▶ **YOUR GOAL**: Arrange the entries below as a two-column CSV with the headers instruction and paths, giving one row per instruction with its text in the first column and its answer in the second. Put each field in quotes and replace line breaks with spaces.

[Begin RECORDS]

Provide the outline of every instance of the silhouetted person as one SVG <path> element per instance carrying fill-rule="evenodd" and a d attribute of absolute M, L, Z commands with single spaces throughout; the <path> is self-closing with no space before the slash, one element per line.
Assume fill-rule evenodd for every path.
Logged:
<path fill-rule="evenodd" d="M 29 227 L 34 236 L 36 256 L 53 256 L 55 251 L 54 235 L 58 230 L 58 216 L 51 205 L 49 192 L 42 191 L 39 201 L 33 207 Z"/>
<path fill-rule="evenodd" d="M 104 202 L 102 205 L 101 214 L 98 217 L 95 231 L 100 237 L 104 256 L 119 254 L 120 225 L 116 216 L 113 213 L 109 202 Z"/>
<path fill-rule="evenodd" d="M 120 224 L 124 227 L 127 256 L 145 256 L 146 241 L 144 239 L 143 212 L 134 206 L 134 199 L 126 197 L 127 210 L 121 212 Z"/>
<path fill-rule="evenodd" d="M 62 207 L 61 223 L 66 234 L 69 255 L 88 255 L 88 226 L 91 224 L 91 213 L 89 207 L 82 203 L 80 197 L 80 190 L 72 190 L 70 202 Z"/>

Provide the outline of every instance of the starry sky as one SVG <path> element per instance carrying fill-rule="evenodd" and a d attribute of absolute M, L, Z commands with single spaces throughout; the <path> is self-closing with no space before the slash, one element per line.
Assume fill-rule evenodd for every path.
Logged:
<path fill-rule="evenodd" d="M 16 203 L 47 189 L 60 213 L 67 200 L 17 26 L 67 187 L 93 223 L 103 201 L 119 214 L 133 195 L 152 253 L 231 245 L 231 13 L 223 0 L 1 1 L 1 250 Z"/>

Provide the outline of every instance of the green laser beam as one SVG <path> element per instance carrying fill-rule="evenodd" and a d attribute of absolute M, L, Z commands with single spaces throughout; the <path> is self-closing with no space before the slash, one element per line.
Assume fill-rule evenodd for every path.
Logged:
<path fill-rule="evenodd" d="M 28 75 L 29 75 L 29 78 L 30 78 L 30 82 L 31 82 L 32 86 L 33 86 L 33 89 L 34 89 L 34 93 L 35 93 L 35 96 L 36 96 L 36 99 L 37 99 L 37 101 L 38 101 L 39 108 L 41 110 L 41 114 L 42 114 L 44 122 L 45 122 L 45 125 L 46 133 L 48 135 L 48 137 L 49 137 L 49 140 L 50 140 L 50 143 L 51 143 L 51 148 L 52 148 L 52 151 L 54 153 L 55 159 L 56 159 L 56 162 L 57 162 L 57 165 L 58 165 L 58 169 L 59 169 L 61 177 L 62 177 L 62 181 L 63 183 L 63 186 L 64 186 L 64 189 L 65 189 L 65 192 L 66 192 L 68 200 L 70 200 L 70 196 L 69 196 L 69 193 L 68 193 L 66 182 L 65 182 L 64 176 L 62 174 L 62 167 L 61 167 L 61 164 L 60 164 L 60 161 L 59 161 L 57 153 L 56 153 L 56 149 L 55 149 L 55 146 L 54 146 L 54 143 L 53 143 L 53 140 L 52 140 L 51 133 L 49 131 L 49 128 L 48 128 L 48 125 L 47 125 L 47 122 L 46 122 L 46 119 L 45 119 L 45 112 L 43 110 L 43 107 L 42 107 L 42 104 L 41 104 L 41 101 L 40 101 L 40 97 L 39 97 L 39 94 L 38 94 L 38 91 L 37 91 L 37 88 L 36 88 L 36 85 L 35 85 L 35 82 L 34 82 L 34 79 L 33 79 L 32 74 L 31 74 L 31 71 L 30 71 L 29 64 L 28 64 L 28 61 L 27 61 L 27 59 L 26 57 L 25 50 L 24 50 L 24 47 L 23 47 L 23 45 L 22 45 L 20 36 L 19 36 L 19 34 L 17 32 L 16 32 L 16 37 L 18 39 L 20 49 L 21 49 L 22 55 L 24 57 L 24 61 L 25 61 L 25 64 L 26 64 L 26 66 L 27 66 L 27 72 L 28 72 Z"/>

[End RECORDS]

▶ **RESULT**:
instruction,paths
"Provide the outline of every instance of the silhouetted person as one SVG <path> element per instance carrying fill-rule=""evenodd"" and a d attribute of absolute M, L, Z commands with single spaces throughout; the <path> is self-closing with no space before the slash, one element per line. Assume fill-rule evenodd for every path. Logged:","<path fill-rule=""evenodd"" d=""M 29 227 L 34 236 L 36 256 L 53 256 L 55 251 L 54 235 L 58 230 L 58 216 L 51 205 L 49 192 L 42 191 L 39 201 L 33 207 Z""/> <path fill-rule=""evenodd"" d=""M 104 202 L 102 205 L 101 214 L 98 217 L 95 231 L 100 237 L 104 256 L 119 254 L 120 225 L 116 216 L 113 213 L 109 202 Z""/> <path fill-rule=""evenodd"" d=""M 120 224 L 124 227 L 127 256 L 145 256 L 146 241 L 144 239 L 143 212 L 134 206 L 134 199 L 126 197 L 127 210 L 121 212 Z""/> <path fill-rule=""evenodd"" d=""M 62 207 L 61 223 L 66 234 L 69 255 L 88 255 L 88 226 L 91 224 L 91 213 L 89 207 L 82 203 L 80 197 L 80 190 L 72 190 L 70 202 Z""/>"
"Provide the outline of every instance of the starry sky as one SVG <path> element per instance carrying fill-rule=""evenodd"" and a d attribute of absolute M, L, Z commands with single spaces throughout; the <path> is self-closing with no space before the slash, one element per line. Assume fill-rule evenodd for every path. Logged:","<path fill-rule=""evenodd"" d=""M 16 203 L 47 189 L 60 213 L 67 200 L 17 26 L 67 187 L 93 223 L 103 201 L 119 214 L 133 195 L 152 253 L 231 245 L 231 13 L 223 0 L 1 1 L 1 250 Z""/>"
"Provide the outline of every instance of the green laser beam as one SVG <path> element per instance carrying fill-rule=""evenodd"" and a d attribute of absolute M, L, Z commands with single spaces throughout; the <path> is self-closing with no space before the slash, one element per line. Assume fill-rule evenodd for every path. Logged:","<path fill-rule=""evenodd"" d=""M 28 75 L 29 75 L 29 78 L 30 78 L 30 82 L 31 82 L 32 86 L 33 86 L 33 89 L 34 89 L 34 93 L 35 93 L 35 96 L 36 96 L 36 99 L 37 99 L 37 101 L 38 101 L 39 108 L 41 110 L 41 114 L 42 114 L 44 122 L 45 122 L 45 125 L 46 133 L 48 135 L 48 137 L 49 137 L 49 140 L 50 140 L 50 143 L 51 143 L 51 148 L 52 148 L 52 151 L 54 153 L 55 159 L 56 159 L 56 162 L 57 162 L 57 165 L 58 165 L 58 169 L 59 169 L 61 177 L 62 177 L 62 181 L 63 183 L 63 186 L 64 186 L 64 189 L 65 189 L 65 192 L 66 192 L 68 200 L 70 200 L 70 196 L 69 196 L 69 193 L 68 193 L 66 182 L 65 182 L 64 176 L 62 174 L 62 167 L 61 167 L 61 164 L 60 164 L 60 161 L 59 161 L 57 153 L 56 153 L 56 149 L 55 149 L 55 146 L 54 146 L 54 143 L 53 143 L 53 140 L 52 140 L 51 133 L 49 131 L 49 128 L 48 128 L 48 125 L 47 125 L 47 122 L 46 122 L 46 119 L 45 119 L 45 112 L 43 110 L 43 107 L 42 107 L 42 104 L 41 104 L 41 101 L 40 101 L 40 97 L 39 97 L 39 94 L 38 94 L 38 91 L 37 91 L 37 88 L 36 88 L 36 85 L 35 85 L 35 82 L 34 82 L 34 79 L 33 79 L 32 74 L 31 74 L 31 71 L 30 71 L 29 64 L 28 64 L 28 61 L 27 61 L 27 59 L 26 57 L 25 50 L 24 50 L 24 47 L 23 47 L 23 45 L 22 45 L 20 36 L 19 36 L 19 34 L 17 32 L 16 32 L 16 37 L 18 39 L 20 49 L 21 49 L 22 55 L 24 57 L 24 61 L 25 61 L 25 64 L 26 64 L 26 66 L 27 66 L 27 72 L 28 72 Z""/>"